_Source records:_
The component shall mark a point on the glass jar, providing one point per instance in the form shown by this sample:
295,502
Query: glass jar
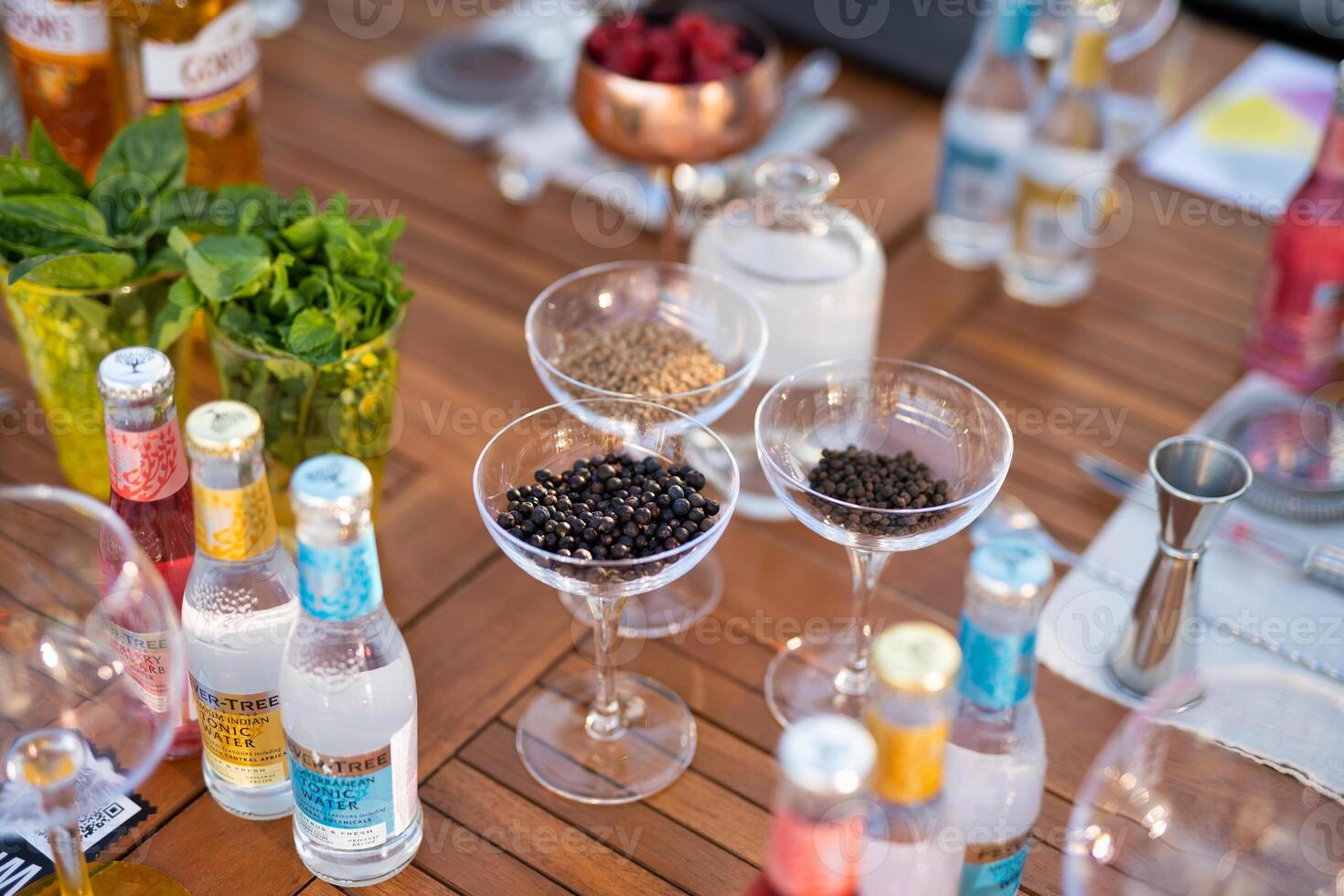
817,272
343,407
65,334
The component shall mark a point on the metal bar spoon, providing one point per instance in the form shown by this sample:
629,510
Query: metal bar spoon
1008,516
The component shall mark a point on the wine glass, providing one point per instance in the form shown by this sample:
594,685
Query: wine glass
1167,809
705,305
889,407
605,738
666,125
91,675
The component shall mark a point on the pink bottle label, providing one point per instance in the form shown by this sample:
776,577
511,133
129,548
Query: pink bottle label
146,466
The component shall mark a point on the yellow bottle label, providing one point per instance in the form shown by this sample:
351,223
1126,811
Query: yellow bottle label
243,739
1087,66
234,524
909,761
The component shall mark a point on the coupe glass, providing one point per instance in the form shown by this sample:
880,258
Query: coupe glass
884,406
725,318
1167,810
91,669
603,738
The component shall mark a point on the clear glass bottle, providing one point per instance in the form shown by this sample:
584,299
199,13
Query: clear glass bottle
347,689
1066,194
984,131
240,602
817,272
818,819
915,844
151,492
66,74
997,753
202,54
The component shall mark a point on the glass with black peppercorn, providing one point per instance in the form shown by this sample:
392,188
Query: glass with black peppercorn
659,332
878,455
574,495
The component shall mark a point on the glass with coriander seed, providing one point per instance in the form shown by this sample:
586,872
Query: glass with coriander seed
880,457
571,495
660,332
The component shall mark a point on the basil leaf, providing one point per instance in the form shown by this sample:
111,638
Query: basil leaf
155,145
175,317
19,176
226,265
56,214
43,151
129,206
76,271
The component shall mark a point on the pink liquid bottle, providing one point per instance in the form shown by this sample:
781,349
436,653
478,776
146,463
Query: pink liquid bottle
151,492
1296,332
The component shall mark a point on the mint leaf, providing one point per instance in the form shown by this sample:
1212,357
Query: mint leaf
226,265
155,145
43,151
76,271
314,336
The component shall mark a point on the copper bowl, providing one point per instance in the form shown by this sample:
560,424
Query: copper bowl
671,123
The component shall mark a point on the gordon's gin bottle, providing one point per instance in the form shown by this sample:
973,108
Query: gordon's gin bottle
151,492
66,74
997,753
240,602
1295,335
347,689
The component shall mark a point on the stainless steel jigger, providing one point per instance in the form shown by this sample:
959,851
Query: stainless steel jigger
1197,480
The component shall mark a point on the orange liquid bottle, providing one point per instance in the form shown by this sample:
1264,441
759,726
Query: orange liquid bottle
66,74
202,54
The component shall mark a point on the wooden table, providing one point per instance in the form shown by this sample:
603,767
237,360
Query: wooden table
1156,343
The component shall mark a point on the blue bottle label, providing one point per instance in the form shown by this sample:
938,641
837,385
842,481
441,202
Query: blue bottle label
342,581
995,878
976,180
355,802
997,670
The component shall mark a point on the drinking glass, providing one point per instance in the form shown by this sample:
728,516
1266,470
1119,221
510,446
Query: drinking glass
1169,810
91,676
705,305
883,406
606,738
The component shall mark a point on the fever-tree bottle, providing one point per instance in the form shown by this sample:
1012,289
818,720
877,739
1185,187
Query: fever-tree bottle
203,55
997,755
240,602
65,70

_Task description:_
Set out all of the material above as a Markdown table with the columns n and Line, numbering each non-blank line in order and skipping blank lines. Omit the pictures from the table.

_Answer to the problem:_
| n | Line |
|---|---|
| 1 | The component shall mark a point on the glass jar, providing one point per instance in the form shown by this sample: |
| 2 | 295,502 |
| 3 | Query: glass jar |
| 4 | 817,272 |
| 5 | 343,407 |
| 6 | 65,334 |
| 7 | The component shall mark a point on the metal bar spoon, providing one point per instance in the form shown by this sample: |
| 8 | 629,510 |
| 9 | Query: metal bar spoon |
| 10 | 1008,516 |
| 11 | The component shall mark a point on the wine glass, providing one point per instance in the form shown by this sample: |
| 12 | 594,685 |
| 13 | Query: wine glass |
| 14 | 1167,809 |
| 15 | 705,305 |
| 16 | 889,407 |
| 17 | 605,738 |
| 18 | 666,125 |
| 19 | 91,675 |
| 20 | The component shall mark a point on the pink bottle label, providing one point per instance in the form shown by this sample: |
| 21 | 776,577 |
| 22 | 511,133 |
| 23 | 129,548 |
| 24 | Query: pink bottle label |
| 25 | 146,466 |
| 26 | The component shall mark a point on the yellow bottle label, providing one point per instance in the form shown by this sample: |
| 27 | 351,223 |
| 28 | 1126,811 |
| 29 | Query: yellow bottle label |
| 30 | 243,739 |
| 31 | 1087,66 |
| 32 | 234,524 |
| 33 | 909,761 |
| 34 | The component shall mark a point on the coupe glass, providing one point per instance in the form shown by this sample: |
| 35 | 880,258 |
| 36 | Query: coupe glass |
| 37 | 884,406 |
| 38 | 725,318 |
| 39 | 1167,810 |
| 40 | 91,669 |
| 41 | 603,738 |
| 42 | The component shall mark a point on the clear glass bottle, providing one point per instance in the form shown by this sample: |
| 43 | 584,299 |
| 44 | 199,13 |
| 45 | Query: clear glass bottle |
| 46 | 347,689 |
| 47 | 1066,194 |
| 48 | 984,131 |
| 49 | 240,602 |
| 50 | 817,272 |
| 51 | 818,819 |
| 52 | 915,844 |
| 53 | 151,492 |
| 54 | 66,74 |
| 55 | 997,753 |
| 56 | 202,54 |
| 57 | The component shall mark a point on the glass with black peppercorn, providing one point per instance in the form shown by this sample: |
| 58 | 392,188 |
| 59 | Query: glass with black peppercorn |
| 60 | 659,332 |
| 61 | 878,455 |
| 62 | 574,495 |
| 63 | The component shall mark a point on the glass with coriander seed, providing one point per instance in the form shown by this sample: |
| 64 | 586,872 |
| 65 | Query: glass with coriander seed |
| 66 | 880,457 |
| 67 | 571,495 |
| 68 | 660,332 |
| 69 | The component shall mark a point on the basil leaf, providing one point per instance in the form shown by this sample: |
| 70 | 111,638 |
| 71 | Query: basil leaf |
| 72 | 155,145 |
| 73 | 175,317 |
| 74 | 19,176 |
| 75 | 226,265 |
| 76 | 56,214 |
| 77 | 43,151 |
| 78 | 129,206 |
| 79 | 76,271 |
| 80 | The component shall mark a point on the pink liquid bottle, providing one point per instance in the form shown by this sample: |
| 81 | 781,349 |
| 82 | 436,653 |
| 83 | 478,776 |
| 84 | 146,463 |
| 85 | Query: pink liquid bottle |
| 86 | 151,492 |
| 87 | 1296,332 |
| 88 | The component shall mark a point on the mint leaf, providing one point per instance in the form shown by this sample: |
| 89 | 1212,357 |
| 90 | Query: mint leaf |
| 91 | 226,265 |
| 92 | 155,145 |
| 93 | 43,151 |
| 94 | 76,271 |
| 95 | 314,336 |
| 96 | The component shall mark a point on the copper bowl, providing one point per instance in the form shown by this sample: |
| 97 | 560,424 |
| 98 | Query: copper bowl |
| 99 | 671,123 |
| 100 | The component shall mark a point on the gordon's gin bottle, providing one point per instance in the form shown by this sample: |
| 101 | 973,108 |
| 102 | Query: gordon's gin bottle |
| 103 | 151,492 |
| 104 | 66,74 |
| 105 | 997,753 |
| 106 | 240,602 |
| 107 | 1295,335 |
| 108 | 347,689 |
| 109 | The component shall mark a point on the stainless steel jigger, providing one point per instance in the form shown by this sample: |
| 110 | 959,851 |
| 111 | Query: stainless steel jigger |
| 112 | 1197,480 |
| 113 | The component shall mark a point on the orange liquid bottle, providing one point per instance in the form shown by this sample: |
| 114 | 1264,441 |
| 115 | 759,726 |
| 116 | Query: orange liquid bottle |
| 117 | 66,74 |
| 118 | 202,54 |
| 119 | The component shall mark a point on the wooden table, providing one point per instance in the form shown by this sample: |
| 120 | 603,767 |
| 121 | 237,360 |
| 122 | Query: wooden table |
| 123 | 1156,343 |
| 124 | The component shall mark a point on the blue bottle label, providing one point per instance in the form shown by this sample: |
| 125 | 938,641 |
| 126 | 837,385 |
| 127 | 842,481 |
| 128 | 441,202 |
| 129 | Query: blue bottle label |
| 130 | 342,581 |
| 131 | 995,878 |
| 132 | 976,180 |
| 133 | 355,802 |
| 134 | 997,670 |
| 135 | The component shall mark a point on the drinking glass, providing one point per instance in the form shown by this sample: |
| 136 | 728,516 |
| 137 | 1266,470 |
| 138 | 1119,221 |
| 139 | 510,446 |
| 140 | Query: drinking glass |
| 141 | 1169,810 |
| 142 | 91,676 |
| 143 | 705,305 |
| 144 | 883,406 |
| 145 | 606,738 |
| 146 | The component shall mark a point on the fever-tree bottle, providing one point per instance in the form shown by this sample: |
| 147 | 1012,289 |
| 148 | 818,720 |
| 149 | 877,739 |
| 150 | 1185,187 |
| 151 | Query: fever-tree bottle |
| 152 | 203,55 |
| 153 | 997,755 |
| 154 | 240,602 |
| 155 | 65,70 |